Rewrite the data with every "instance" changed to "object" and everything else left as it is. Omit the picture from your answer.

(Image point annotation data)

========================================

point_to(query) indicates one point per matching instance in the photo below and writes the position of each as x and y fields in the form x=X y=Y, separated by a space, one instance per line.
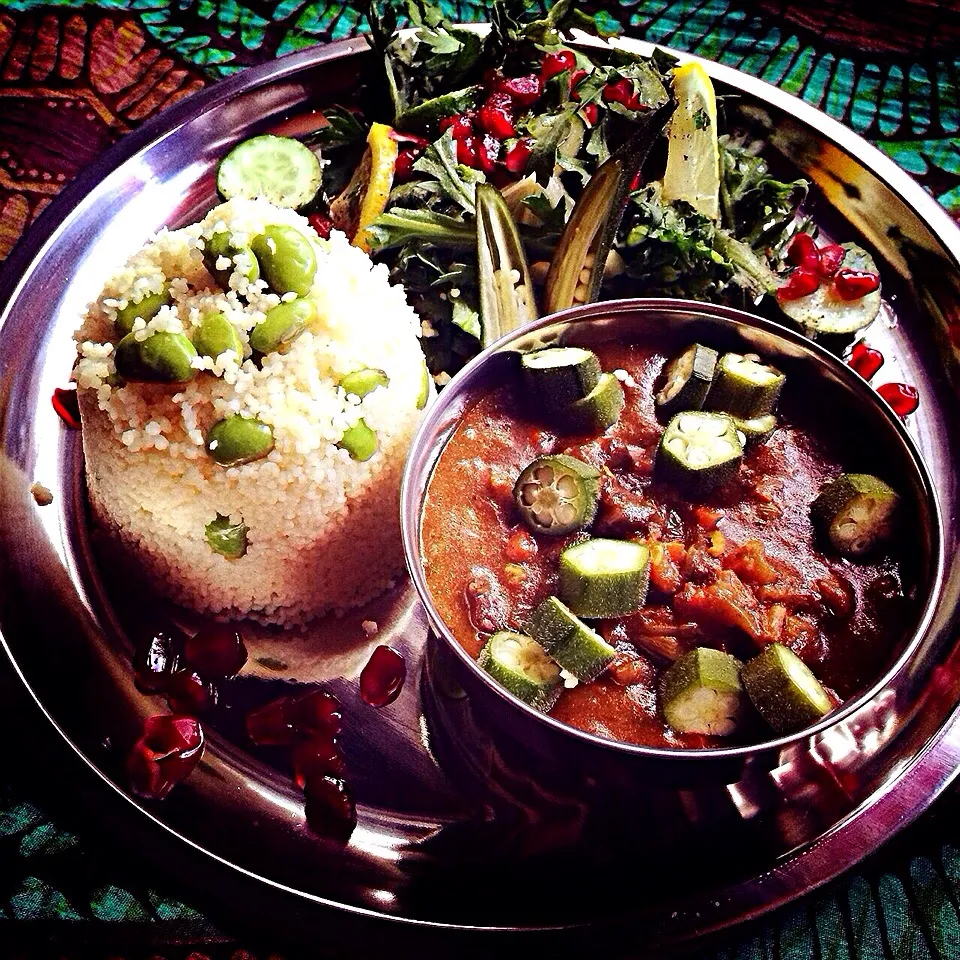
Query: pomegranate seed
x=460 y=123
x=315 y=758
x=188 y=693
x=157 y=660
x=467 y=152
x=329 y=808
x=865 y=360
x=215 y=650
x=496 y=118
x=800 y=283
x=621 y=91
x=575 y=79
x=831 y=256
x=903 y=398
x=854 y=284
x=381 y=680
x=322 y=224
x=167 y=751
x=802 y=252
x=523 y=91
x=554 y=63
x=67 y=406
x=488 y=150
x=517 y=156
x=272 y=724
x=317 y=714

========================================

**Solution to this exercise**.
point_to(query) indicates one point per matching object in the photo below and writes the position of each as x and y fields in the form x=X y=Y, separated by a space, one object per line.
Query: pomegranate seed
x=460 y=123
x=315 y=758
x=188 y=693
x=157 y=660
x=467 y=152
x=329 y=808
x=865 y=360
x=215 y=650
x=496 y=118
x=800 y=283
x=621 y=91
x=575 y=79
x=831 y=256
x=903 y=398
x=854 y=284
x=381 y=680
x=322 y=224
x=167 y=751
x=802 y=252
x=523 y=91
x=554 y=63
x=67 y=406
x=488 y=150
x=517 y=156
x=272 y=724
x=317 y=714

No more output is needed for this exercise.